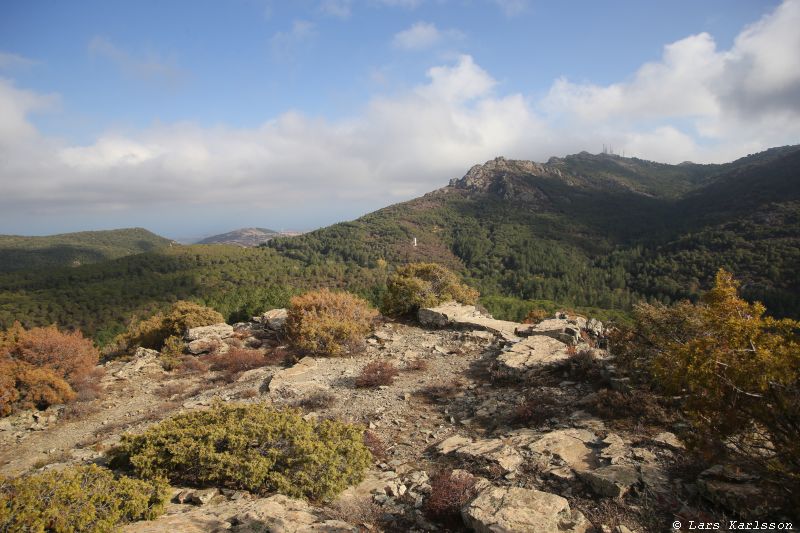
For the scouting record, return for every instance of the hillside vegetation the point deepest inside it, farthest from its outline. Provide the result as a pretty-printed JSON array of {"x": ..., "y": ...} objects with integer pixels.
[
  {"x": 75, "y": 249},
  {"x": 596, "y": 233}
]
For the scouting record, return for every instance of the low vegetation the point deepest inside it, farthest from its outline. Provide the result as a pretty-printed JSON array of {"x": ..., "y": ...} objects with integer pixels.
[
  {"x": 375, "y": 374},
  {"x": 250, "y": 447},
  {"x": 737, "y": 372},
  {"x": 328, "y": 323},
  {"x": 44, "y": 366},
  {"x": 423, "y": 285},
  {"x": 158, "y": 330},
  {"x": 78, "y": 498}
]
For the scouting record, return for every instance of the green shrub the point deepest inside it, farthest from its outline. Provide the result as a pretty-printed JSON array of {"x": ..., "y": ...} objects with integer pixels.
[
  {"x": 424, "y": 285},
  {"x": 737, "y": 370},
  {"x": 155, "y": 331},
  {"x": 328, "y": 323},
  {"x": 78, "y": 498},
  {"x": 250, "y": 447}
]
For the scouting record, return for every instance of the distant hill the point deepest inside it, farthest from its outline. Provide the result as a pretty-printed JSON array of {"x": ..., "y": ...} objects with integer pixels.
[
  {"x": 598, "y": 232},
  {"x": 75, "y": 249},
  {"x": 243, "y": 237}
]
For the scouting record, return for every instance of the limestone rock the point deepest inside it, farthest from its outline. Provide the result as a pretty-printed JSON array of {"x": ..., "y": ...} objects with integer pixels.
[
  {"x": 612, "y": 481},
  {"x": 295, "y": 381},
  {"x": 274, "y": 319},
  {"x": 467, "y": 316},
  {"x": 216, "y": 331},
  {"x": 145, "y": 361},
  {"x": 492, "y": 450},
  {"x": 533, "y": 352},
  {"x": 570, "y": 446},
  {"x": 518, "y": 510}
]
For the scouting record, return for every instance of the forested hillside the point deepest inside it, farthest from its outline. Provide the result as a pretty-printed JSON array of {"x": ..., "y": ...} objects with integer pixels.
[
  {"x": 585, "y": 231},
  {"x": 75, "y": 249}
]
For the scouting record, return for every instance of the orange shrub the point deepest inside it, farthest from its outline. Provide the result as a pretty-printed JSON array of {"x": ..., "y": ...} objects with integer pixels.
[
  {"x": 328, "y": 323},
  {"x": 23, "y": 386},
  {"x": 67, "y": 354}
]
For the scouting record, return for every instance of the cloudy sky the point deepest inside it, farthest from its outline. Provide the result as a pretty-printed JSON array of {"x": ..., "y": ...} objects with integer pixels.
[{"x": 194, "y": 117}]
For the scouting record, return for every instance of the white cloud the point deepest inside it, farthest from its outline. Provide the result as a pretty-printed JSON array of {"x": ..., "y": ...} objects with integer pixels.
[
  {"x": 284, "y": 45},
  {"x": 9, "y": 60},
  {"x": 422, "y": 36},
  {"x": 337, "y": 8},
  {"x": 512, "y": 7},
  {"x": 149, "y": 68},
  {"x": 696, "y": 103}
]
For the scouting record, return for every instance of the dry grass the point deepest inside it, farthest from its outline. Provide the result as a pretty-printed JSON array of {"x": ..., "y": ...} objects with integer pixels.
[
  {"x": 416, "y": 365},
  {"x": 376, "y": 373},
  {"x": 375, "y": 445}
]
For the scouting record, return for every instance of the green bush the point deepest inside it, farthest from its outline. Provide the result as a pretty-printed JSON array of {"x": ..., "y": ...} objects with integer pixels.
[
  {"x": 250, "y": 447},
  {"x": 154, "y": 332},
  {"x": 78, "y": 498},
  {"x": 328, "y": 323},
  {"x": 424, "y": 285}
]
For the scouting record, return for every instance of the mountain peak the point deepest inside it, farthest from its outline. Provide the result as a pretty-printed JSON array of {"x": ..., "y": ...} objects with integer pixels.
[{"x": 494, "y": 174}]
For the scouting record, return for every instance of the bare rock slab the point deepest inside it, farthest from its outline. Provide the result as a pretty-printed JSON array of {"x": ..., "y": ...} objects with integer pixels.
[
  {"x": 452, "y": 314},
  {"x": 533, "y": 352},
  {"x": 518, "y": 510}
]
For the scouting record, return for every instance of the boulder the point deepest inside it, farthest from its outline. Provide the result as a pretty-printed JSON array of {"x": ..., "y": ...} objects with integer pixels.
[
  {"x": 532, "y": 352},
  {"x": 452, "y": 314},
  {"x": 145, "y": 361},
  {"x": 613, "y": 481},
  {"x": 297, "y": 380},
  {"x": 518, "y": 510},
  {"x": 215, "y": 331},
  {"x": 491, "y": 450},
  {"x": 274, "y": 319}
]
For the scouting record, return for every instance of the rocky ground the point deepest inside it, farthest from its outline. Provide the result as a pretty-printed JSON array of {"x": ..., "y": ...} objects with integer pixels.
[{"x": 493, "y": 398}]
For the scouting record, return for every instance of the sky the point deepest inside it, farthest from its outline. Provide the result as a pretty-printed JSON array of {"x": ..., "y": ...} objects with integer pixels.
[{"x": 195, "y": 117}]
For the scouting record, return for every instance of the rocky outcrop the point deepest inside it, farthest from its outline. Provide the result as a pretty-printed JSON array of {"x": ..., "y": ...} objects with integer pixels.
[
  {"x": 215, "y": 331},
  {"x": 144, "y": 361},
  {"x": 532, "y": 352},
  {"x": 492, "y": 450},
  {"x": 452, "y": 314},
  {"x": 519, "y": 510}
]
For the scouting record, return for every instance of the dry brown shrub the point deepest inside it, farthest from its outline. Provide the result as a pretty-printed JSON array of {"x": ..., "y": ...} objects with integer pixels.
[
  {"x": 67, "y": 354},
  {"x": 537, "y": 408},
  {"x": 329, "y": 323},
  {"x": 24, "y": 386},
  {"x": 376, "y": 446},
  {"x": 450, "y": 491},
  {"x": 236, "y": 361},
  {"x": 317, "y": 400},
  {"x": 376, "y": 373},
  {"x": 416, "y": 365}
]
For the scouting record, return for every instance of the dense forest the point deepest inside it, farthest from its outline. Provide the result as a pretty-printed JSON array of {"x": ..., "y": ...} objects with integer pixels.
[
  {"x": 75, "y": 249},
  {"x": 593, "y": 232}
]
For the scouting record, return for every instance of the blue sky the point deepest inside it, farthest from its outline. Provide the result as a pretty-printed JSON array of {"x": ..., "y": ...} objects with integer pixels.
[{"x": 190, "y": 118}]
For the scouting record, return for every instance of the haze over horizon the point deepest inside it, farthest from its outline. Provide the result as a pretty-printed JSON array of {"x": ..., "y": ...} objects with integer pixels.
[{"x": 192, "y": 119}]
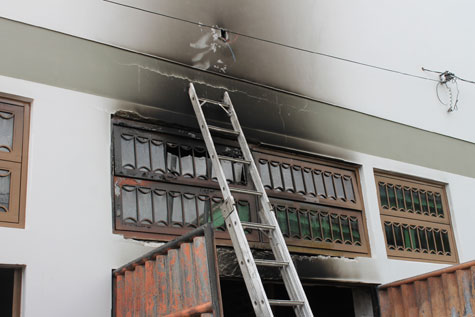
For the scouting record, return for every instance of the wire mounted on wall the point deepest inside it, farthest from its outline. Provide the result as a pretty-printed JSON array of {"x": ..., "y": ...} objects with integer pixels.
[{"x": 448, "y": 81}]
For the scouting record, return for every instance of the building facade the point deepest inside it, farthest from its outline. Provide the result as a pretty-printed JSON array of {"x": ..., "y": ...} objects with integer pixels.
[{"x": 101, "y": 159}]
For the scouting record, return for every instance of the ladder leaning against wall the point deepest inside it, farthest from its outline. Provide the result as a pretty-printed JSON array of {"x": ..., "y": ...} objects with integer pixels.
[{"x": 282, "y": 260}]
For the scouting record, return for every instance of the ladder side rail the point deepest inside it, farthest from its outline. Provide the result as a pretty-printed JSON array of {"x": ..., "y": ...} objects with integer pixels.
[
  {"x": 277, "y": 242},
  {"x": 243, "y": 252}
]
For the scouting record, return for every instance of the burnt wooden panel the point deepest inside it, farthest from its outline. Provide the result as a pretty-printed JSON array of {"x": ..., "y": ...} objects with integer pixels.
[
  {"x": 446, "y": 292},
  {"x": 177, "y": 279}
]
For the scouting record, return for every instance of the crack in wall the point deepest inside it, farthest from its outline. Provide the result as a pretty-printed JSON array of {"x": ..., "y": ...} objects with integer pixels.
[{"x": 196, "y": 81}]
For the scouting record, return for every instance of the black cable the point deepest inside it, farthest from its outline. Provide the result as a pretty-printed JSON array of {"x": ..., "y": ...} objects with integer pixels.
[{"x": 274, "y": 43}]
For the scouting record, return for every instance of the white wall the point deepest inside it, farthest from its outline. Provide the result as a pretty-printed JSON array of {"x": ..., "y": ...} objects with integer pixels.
[
  {"x": 68, "y": 246},
  {"x": 402, "y": 36}
]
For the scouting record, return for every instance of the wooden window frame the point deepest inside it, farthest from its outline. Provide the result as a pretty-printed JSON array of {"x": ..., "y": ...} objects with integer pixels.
[
  {"x": 335, "y": 207},
  {"x": 17, "y": 160},
  {"x": 403, "y": 213}
]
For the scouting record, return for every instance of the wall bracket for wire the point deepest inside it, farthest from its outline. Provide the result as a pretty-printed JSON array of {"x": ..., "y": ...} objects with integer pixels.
[{"x": 448, "y": 80}]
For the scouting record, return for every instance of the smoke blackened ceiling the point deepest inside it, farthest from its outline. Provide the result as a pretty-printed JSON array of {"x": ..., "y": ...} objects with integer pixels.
[{"x": 260, "y": 41}]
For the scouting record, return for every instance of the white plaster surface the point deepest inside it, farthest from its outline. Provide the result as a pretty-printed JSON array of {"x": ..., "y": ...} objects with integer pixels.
[
  {"x": 403, "y": 36},
  {"x": 68, "y": 246}
]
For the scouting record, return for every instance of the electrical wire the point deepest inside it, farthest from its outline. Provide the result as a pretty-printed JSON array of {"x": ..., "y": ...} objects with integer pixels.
[
  {"x": 444, "y": 78},
  {"x": 275, "y": 43}
]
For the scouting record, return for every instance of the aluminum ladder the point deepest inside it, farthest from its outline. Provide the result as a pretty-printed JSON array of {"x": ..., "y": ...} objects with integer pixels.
[{"x": 282, "y": 260}]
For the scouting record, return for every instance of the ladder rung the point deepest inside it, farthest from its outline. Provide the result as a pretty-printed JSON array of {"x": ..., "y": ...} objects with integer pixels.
[
  {"x": 259, "y": 226},
  {"x": 245, "y": 191},
  {"x": 232, "y": 159},
  {"x": 270, "y": 263},
  {"x": 214, "y": 102},
  {"x": 283, "y": 302},
  {"x": 223, "y": 130}
]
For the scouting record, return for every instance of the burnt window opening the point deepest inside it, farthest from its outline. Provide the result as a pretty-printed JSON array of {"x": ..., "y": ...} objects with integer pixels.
[
  {"x": 325, "y": 301},
  {"x": 10, "y": 291},
  {"x": 415, "y": 218},
  {"x": 164, "y": 185}
]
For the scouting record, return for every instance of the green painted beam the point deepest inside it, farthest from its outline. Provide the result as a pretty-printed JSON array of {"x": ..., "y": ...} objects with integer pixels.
[{"x": 60, "y": 60}]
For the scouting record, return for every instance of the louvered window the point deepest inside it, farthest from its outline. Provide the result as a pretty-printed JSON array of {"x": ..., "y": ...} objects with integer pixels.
[
  {"x": 14, "y": 129},
  {"x": 416, "y": 218},
  {"x": 164, "y": 186}
]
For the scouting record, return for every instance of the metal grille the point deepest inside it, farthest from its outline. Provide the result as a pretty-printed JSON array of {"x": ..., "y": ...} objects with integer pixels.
[
  {"x": 415, "y": 218},
  {"x": 164, "y": 186}
]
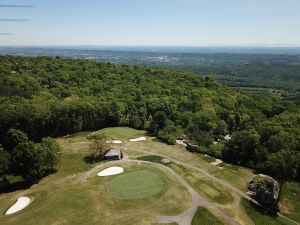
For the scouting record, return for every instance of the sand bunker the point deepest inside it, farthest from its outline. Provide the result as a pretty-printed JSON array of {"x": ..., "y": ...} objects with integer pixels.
[
  {"x": 114, "y": 142},
  {"x": 217, "y": 162},
  {"x": 19, "y": 205},
  {"x": 138, "y": 139},
  {"x": 111, "y": 171}
]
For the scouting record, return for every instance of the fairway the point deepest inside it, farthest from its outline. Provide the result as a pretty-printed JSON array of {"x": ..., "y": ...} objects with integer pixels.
[{"x": 136, "y": 184}]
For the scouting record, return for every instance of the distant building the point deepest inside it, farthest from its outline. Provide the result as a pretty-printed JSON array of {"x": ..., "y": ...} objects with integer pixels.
[{"x": 114, "y": 154}]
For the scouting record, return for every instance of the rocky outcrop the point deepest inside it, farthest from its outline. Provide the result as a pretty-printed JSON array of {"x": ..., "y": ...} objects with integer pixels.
[{"x": 264, "y": 189}]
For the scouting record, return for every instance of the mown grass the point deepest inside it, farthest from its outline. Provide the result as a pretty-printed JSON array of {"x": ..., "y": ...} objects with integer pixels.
[
  {"x": 122, "y": 133},
  {"x": 204, "y": 217},
  {"x": 62, "y": 198},
  {"x": 289, "y": 202},
  {"x": 260, "y": 216},
  {"x": 151, "y": 158},
  {"x": 137, "y": 184}
]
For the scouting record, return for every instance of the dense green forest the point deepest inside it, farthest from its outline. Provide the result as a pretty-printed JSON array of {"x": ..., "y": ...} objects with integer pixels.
[
  {"x": 262, "y": 71},
  {"x": 47, "y": 96}
]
────────────────────────────────────────
Problem description. Reproduce verbatim the lines from the one containing "For the scouting record, return for every instance of the mown" through the last of the records.

Written answer.
For the scouting record, return for every instance of the mown grass the point deepest inside it, farthest from its outline. Provide the result as a pretty-printed JSON array of {"x": ..., "y": ...} objects with integer pixels.
[
  {"x": 122, "y": 133},
  {"x": 204, "y": 217},
  {"x": 62, "y": 198},
  {"x": 289, "y": 202},
  {"x": 260, "y": 216},
  {"x": 151, "y": 158},
  {"x": 137, "y": 184}
]
For the scouting record, return for every instance of the dense green forest the point deepest inside it, farthest from its outline. Provide the result as a pretty-printed JSON array of {"x": ..., "y": ...} objects with integer pixels.
[
  {"x": 262, "y": 71},
  {"x": 47, "y": 96}
]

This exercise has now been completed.